SHORT TASK ▸
Reproduce verbatim every line from the beginning of the rows down to and including the line containing "[[14, 109]]", omitting the picture.

(Point placement records)
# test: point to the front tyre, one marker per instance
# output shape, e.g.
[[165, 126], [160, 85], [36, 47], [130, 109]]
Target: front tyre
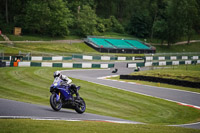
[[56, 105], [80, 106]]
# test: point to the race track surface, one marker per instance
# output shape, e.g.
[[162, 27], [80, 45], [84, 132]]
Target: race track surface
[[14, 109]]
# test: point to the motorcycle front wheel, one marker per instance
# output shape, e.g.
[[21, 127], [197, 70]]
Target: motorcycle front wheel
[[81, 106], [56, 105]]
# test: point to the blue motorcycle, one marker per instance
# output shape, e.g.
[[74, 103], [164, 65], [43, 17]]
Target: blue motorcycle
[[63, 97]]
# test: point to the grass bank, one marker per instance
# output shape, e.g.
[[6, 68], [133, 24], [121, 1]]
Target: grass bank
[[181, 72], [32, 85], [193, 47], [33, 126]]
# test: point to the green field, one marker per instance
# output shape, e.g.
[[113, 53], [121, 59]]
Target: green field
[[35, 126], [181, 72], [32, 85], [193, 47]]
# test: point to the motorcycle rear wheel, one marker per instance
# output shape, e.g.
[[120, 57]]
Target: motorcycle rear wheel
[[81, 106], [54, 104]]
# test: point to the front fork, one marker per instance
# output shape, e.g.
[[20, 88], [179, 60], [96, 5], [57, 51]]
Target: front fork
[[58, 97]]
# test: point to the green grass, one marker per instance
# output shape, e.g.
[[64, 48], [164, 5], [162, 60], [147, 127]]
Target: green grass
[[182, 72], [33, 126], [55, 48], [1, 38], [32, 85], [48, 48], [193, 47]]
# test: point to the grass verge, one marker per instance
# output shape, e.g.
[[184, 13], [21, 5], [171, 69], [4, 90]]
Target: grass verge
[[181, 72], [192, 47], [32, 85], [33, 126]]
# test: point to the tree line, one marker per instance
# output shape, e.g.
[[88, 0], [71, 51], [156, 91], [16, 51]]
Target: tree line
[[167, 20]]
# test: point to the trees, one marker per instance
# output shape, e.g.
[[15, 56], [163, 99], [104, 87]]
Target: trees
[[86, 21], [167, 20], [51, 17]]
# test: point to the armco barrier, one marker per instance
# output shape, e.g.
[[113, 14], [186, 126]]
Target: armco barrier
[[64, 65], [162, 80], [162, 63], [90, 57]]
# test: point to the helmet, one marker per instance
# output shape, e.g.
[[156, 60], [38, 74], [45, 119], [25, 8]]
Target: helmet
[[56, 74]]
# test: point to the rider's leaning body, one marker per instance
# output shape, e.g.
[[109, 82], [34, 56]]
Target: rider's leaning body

THE COMPLETED TASK ▸
# test: point to the front tyre, one marker per instance
# output shape, e.g.
[[165, 126], [160, 85], [36, 47], [130, 109]]
Target: front tyre
[[56, 105], [80, 106]]
# test: point to the race track surface, one marker per instance
# output shape, e.g.
[[162, 27], [80, 45], [84, 132]]
Target: race track surface
[[14, 109]]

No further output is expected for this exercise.